• Exercice proposé:
Reprenez mot pour mot le passage du texte sur l’écologie situé entre « En valeur relative » et « et souvent cumulatifs. », bornes incluses.

• Extrait du document:

En valeur relative (destruction/création) les techniques primitives ont souvent eu des conséquences plus désastreuses pour les éco-systèmes (culture sur brûlis, disparition des espèces au cours du nomadisme, etc.). Néanmoins, il y a des questions d’échelle dont Bernardo ne semble pas tenir compte : les Maoris polynésiens auraient détruit 50 à 80 % des espèces d’oiseaux au cours de leurs pérégrinations sur de nouvelles îles, mais à l’aune de la Terre entière cela est limité ; ce qui n’est pas le cas aujourd’hui où les processus sont globaux et souvent cumulatifs.

– tous les écologistes oublient l’exploitation de l’homme par l’homme pour ne parler que de la domination de l’homme sur la nature. En gros, c’est vrai, au sens où ils font de la seconde la matrice de la première et non l’inverse, mais cela ne veut pas dire qu’ils nient forcément l’exploitation. En tout cas, ce n’est pas le cas de Murray Bookchin ni celui de Freddy Perlman. Il y a aussi des néo-écologistes marxistes comme Lipietz et Harribey8.

• Jeu de données:

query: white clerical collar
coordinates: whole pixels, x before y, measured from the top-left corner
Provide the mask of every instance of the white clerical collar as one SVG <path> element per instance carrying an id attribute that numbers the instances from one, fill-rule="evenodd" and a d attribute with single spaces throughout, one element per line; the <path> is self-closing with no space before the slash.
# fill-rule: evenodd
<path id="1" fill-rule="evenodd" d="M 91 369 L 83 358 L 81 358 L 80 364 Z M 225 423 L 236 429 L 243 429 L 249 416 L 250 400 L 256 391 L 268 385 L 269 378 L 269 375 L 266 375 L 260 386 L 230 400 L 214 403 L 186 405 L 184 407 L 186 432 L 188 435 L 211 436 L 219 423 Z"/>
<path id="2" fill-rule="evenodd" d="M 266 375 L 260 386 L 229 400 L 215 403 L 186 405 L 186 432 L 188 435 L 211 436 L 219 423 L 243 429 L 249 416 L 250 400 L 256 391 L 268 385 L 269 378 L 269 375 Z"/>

• Résultat attendu:
En valeur relative (destruction/création) les techniques primitives ont souvent eu des conséquences plus désastreuses pour les éco-systèmes (culture sur brûlis, disparition des espèces au cours du nomadisme, etc.). Néanmoins, il y a des questions d’échelle dont Bernardo ne semble pas tenir compte : les Maoris polynésiens auraient détruit 50 à 80 % des espèces d’oiseaux au cours de leurs pérégrinations sur de nouvelles îles, mais à l’aune de la Terre entière cela est limité ; ce qui n’est pas le cas aujourd’hui où les processus sont globaux et souvent cumulatifs.